What the task asks: In the listing below, find the line containing "Annotate every instance of the car door". Write out that line and every line after it to the end, exactly and only those.

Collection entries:
* begin *
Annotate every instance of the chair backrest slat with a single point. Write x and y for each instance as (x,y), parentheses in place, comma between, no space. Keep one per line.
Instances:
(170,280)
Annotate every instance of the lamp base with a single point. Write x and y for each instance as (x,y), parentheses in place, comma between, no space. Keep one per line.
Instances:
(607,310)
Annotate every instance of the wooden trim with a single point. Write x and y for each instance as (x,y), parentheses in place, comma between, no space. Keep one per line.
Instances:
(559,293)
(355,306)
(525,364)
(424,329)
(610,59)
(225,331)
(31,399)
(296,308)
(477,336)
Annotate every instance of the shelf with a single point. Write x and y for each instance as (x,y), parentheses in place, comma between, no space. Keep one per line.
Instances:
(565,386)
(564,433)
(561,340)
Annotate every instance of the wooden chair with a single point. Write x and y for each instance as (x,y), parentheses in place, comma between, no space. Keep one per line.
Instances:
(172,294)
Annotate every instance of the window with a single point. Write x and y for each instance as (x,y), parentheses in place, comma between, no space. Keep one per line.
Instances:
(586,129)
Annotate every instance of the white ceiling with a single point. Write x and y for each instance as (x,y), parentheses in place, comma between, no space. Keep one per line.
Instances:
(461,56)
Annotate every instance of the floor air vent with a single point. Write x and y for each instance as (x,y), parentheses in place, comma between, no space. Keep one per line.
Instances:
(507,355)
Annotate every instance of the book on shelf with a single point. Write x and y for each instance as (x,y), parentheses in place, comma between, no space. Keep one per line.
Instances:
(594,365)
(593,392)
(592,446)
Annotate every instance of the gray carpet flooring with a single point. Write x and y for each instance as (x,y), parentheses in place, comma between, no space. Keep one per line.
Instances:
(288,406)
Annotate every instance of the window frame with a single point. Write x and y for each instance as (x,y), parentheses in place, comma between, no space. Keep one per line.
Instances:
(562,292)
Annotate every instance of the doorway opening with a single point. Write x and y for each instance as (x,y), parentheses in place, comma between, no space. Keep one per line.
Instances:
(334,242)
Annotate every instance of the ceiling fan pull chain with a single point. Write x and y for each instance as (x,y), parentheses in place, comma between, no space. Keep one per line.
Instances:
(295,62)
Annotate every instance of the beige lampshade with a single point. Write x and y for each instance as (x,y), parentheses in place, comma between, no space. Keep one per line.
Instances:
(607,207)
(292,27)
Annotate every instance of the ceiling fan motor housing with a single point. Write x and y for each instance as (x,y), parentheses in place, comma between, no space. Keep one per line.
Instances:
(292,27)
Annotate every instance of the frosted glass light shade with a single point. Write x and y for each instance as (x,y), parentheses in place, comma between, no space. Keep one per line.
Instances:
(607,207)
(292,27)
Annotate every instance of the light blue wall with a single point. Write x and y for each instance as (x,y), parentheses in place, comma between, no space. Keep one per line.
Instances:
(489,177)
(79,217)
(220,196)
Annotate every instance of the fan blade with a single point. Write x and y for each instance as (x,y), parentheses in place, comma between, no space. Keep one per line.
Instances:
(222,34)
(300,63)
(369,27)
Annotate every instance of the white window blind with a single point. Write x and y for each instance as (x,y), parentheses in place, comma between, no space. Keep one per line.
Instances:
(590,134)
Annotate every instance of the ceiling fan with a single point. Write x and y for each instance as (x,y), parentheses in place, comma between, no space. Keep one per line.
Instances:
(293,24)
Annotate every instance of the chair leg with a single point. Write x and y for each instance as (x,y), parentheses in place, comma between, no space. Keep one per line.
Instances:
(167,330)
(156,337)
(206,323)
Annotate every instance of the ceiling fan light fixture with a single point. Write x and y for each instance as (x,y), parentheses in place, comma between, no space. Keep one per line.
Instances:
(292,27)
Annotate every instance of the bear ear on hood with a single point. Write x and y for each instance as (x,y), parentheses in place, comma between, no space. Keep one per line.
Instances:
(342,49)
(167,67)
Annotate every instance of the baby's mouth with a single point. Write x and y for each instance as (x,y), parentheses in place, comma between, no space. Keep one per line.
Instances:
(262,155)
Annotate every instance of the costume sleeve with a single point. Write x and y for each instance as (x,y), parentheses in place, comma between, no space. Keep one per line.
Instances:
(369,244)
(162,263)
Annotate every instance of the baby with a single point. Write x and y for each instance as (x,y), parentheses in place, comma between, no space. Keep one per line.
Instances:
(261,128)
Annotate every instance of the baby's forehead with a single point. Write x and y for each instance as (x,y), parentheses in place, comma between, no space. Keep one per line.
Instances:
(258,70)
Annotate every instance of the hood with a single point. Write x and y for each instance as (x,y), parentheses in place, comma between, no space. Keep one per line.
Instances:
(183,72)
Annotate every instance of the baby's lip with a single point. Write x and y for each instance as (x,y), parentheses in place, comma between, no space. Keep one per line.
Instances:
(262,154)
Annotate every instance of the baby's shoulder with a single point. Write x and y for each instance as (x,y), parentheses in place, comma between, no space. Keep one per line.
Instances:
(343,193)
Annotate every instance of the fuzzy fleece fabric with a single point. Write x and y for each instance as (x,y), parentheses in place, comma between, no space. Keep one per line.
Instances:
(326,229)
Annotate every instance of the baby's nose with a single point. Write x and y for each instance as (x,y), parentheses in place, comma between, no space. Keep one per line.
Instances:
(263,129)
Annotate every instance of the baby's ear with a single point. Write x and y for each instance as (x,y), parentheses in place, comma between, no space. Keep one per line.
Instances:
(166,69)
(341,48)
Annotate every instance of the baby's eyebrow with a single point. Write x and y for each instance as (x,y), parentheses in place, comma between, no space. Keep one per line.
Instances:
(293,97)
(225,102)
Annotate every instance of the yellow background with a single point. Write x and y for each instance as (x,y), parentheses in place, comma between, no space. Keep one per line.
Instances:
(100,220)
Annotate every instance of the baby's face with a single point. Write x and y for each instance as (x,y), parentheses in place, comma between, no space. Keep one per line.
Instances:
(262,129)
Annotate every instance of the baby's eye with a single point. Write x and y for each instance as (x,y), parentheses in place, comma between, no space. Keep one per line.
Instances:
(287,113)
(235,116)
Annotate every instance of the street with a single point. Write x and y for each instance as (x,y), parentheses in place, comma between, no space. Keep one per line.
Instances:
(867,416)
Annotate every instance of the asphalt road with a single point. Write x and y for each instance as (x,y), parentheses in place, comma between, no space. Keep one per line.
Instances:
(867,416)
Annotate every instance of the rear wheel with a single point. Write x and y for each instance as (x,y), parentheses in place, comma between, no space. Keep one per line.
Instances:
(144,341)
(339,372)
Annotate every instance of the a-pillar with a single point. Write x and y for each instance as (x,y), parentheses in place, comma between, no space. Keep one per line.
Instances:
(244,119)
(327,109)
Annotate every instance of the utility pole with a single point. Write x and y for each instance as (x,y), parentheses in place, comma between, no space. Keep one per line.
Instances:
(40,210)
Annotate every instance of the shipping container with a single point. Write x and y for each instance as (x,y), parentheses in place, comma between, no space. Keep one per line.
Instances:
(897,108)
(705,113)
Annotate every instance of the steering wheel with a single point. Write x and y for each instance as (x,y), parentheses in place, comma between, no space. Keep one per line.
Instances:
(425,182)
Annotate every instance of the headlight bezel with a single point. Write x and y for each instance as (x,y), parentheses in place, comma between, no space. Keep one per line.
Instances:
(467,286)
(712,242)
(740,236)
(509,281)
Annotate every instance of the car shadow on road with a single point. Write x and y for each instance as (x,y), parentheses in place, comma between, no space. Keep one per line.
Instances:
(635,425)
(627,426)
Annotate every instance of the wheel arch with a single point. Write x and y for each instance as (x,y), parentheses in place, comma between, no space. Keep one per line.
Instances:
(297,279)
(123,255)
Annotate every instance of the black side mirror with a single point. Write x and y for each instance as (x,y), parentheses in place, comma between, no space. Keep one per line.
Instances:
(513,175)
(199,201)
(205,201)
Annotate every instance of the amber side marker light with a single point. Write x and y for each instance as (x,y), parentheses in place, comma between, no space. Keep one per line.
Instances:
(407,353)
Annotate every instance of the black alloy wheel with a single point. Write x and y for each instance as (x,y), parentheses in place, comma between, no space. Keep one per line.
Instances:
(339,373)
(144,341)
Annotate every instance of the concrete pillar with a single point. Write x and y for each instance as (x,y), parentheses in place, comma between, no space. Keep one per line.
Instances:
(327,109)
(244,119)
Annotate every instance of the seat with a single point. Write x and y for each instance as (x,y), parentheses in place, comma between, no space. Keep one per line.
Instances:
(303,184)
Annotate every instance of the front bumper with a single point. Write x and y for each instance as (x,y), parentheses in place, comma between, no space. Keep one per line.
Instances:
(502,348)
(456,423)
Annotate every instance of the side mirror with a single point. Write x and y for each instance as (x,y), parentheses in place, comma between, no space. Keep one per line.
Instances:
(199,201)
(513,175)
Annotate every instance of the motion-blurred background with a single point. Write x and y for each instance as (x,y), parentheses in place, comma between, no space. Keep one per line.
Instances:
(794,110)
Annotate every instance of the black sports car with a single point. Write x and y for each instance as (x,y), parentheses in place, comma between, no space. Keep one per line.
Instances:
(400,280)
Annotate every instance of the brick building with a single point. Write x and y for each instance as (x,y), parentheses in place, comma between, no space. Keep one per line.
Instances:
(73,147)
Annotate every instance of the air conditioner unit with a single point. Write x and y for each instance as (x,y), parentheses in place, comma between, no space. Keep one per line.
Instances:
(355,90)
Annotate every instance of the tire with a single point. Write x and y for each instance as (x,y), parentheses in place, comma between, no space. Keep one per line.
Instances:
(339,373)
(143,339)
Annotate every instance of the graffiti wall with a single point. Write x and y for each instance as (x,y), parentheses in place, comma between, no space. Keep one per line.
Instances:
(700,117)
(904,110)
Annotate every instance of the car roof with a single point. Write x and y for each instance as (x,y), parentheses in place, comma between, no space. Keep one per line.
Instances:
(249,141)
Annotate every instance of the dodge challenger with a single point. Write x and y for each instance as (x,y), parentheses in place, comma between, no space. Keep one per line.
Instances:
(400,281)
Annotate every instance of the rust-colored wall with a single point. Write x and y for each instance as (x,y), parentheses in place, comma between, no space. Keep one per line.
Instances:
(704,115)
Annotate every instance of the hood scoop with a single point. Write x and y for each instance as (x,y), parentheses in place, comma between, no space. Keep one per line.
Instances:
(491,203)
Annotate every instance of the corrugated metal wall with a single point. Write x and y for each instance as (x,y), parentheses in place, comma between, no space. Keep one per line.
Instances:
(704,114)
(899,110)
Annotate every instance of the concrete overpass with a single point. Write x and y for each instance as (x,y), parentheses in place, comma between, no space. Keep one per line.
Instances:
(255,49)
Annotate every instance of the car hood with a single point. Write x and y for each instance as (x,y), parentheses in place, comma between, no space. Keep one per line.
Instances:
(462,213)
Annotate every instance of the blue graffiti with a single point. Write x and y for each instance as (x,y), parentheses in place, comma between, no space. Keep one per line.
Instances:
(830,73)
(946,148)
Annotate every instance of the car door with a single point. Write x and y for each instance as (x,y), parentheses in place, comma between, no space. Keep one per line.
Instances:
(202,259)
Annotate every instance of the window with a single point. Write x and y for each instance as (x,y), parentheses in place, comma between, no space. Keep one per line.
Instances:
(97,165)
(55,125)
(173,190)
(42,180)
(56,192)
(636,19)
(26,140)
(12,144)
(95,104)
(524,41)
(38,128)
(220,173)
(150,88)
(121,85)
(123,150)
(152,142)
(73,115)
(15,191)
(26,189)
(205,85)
* end *
Full response:
Annotate every instance of the car door with a single point. Write x and y for each instance as (x,y), parentheses in place, comma between, no space. Keep one per line.
Instances:
(202,259)
Annotate every instance of the window with a single point. Write x and y for each instance as (x,y), parentheses in place, comma between, no space. Keep one per line.
Instances:
(97,165)
(55,125)
(173,190)
(42,180)
(56,192)
(636,19)
(26,140)
(12,144)
(95,104)
(524,41)
(38,128)
(220,173)
(150,88)
(121,85)
(123,150)
(152,142)
(73,115)
(15,191)
(26,189)
(205,85)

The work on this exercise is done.